(The data)
━━━━
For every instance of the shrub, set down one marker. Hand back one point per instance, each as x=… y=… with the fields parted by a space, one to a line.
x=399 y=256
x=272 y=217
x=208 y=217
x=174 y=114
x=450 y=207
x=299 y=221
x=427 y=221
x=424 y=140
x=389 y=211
━━━━
(What you are asked to do) Repeat the whole of the data above exactly, keeping every word.

(The completed task)
For every instance of the shrub, set down one marker. Hand back one point per instance, each as x=… y=… with the fields parted by a space, one to a line.
x=399 y=256
x=272 y=217
x=208 y=217
x=174 y=114
x=450 y=207
x=299 y=221
x=427 y=221
x=424 y=140
x=389 y=211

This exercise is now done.